Violet and Celyndia also represent the later part of Fortune’s life when he is beginning to reap the rewards of his hard work in the former portion of his life. The first four chapters of the book are characterized by labor, loss, and hope as Fortune toils with no certainty about his future. The remaining chapters show the fruits of that labor as he gains a family, builds a house and new business, and purchases land. Given that he purchases Violet and Celyndia, making them legally his property, they also represent the moment in Fortune’s life when his status shifts from being property to being a property-owner.

The Burdoo Family

Lois Burdoo was widowed several years prior by her late husband, Moses. The Burdoos were a historically real family; Moses was a blacksmith in Jaffrey who died and left his family destitute, and the Fortunes did take in Polly though it is unclear whether they purchased her at the vendue (Lambert 10-11). In the book, Lois struggles to raise her children; they live in poverty unable to improve their situation. The Burdoo family is a foil for the Fortune family. While the Fortunes are hardworking, Lois Burdoo is described as “a shiftless woman” (136) who is unable “to care for her family and to rise above the conditions of her life” (123). While the Fortunes have reached the height of their wealth and are preparing to purchase land, the Burdoos are so poor that they must rely on charity. Their poverty persists to a point where the town resolves to auction off two of the Burdoo children. Yates interprets their poverty as a moral failing and, conversely, presents hard work as the solution. The whipping that Lois fears her son will endure when auctioned off to Joseph Stewart is interpreted by Fortune as positive character building: “Wings can’t grow without a little suffering” (156). Yates also represents their poverty as a different kind of non-freedom; Fortune says of young Polly Burdoo after she dies, “She wasn’t free when she was so poor” (160). This remark describes poverty as akin to slavery; however, in Yates’s view, it is a self-imposed slavery.

# Object outline annotations:
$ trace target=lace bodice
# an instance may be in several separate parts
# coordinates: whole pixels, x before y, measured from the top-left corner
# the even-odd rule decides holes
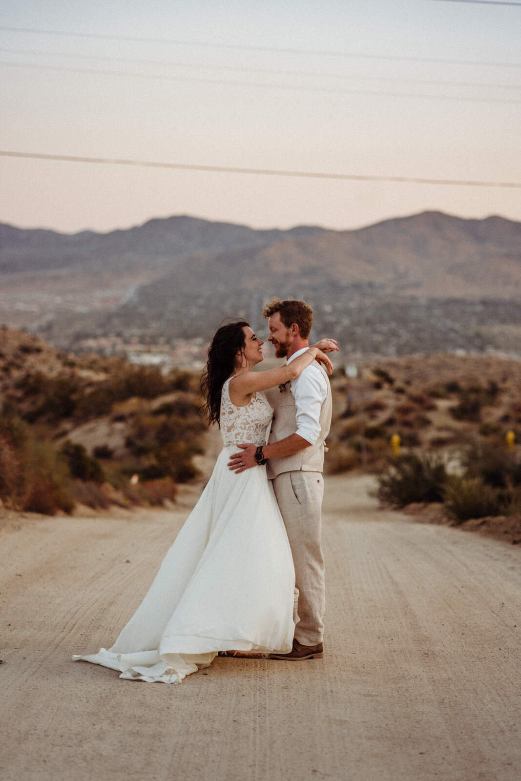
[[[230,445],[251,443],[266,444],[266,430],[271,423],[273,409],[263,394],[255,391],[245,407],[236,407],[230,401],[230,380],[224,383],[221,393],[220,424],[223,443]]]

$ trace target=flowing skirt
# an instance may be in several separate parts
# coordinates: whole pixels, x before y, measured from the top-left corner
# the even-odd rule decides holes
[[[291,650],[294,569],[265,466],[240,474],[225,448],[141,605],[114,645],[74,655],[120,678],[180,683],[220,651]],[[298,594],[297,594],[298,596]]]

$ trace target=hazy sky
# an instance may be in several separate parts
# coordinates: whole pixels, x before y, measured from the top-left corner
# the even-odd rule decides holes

--

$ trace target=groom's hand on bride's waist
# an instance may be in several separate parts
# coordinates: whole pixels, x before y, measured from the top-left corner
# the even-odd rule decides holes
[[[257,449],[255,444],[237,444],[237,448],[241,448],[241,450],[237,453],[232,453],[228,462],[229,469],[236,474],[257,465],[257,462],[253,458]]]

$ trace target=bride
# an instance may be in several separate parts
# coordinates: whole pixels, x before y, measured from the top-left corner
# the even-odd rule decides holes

---

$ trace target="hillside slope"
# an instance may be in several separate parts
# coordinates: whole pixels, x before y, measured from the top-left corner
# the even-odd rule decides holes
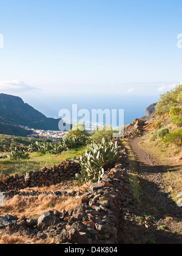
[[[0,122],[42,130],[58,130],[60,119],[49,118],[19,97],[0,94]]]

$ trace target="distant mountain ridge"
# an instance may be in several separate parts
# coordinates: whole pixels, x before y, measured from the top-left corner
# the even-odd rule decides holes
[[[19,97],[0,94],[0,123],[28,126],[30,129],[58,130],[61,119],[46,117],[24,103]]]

# Required work:
1. Reproduce the part of the passage on the Fortune and Burdoo families that begins with the words "Violet and Celyndia also" and ends after the words "being a property-owner.".
2. Report every line of the listing that contains the string "bride".

# Outputs for the tasks:
1.
Violet and Celyndia also represent the later part of Fortune’s life when he is beginning to reap the rewards of his hard work in the former portion of his life. The first four chapters of the book are characterized by labor, loss, and hope as Fortune toils with no certainty about his future. The remaining chapters show the fruits of that labor as he gains a family, builds a house and new business, and purchases land. Given that he purchases Violet and Celyndia, making them legally his property, they also represent the moment in Fortune’s life when his status shifts from being property to being a property-owner.

2.
$ trace target=groom's hand on bride's waist
$ trace target=bride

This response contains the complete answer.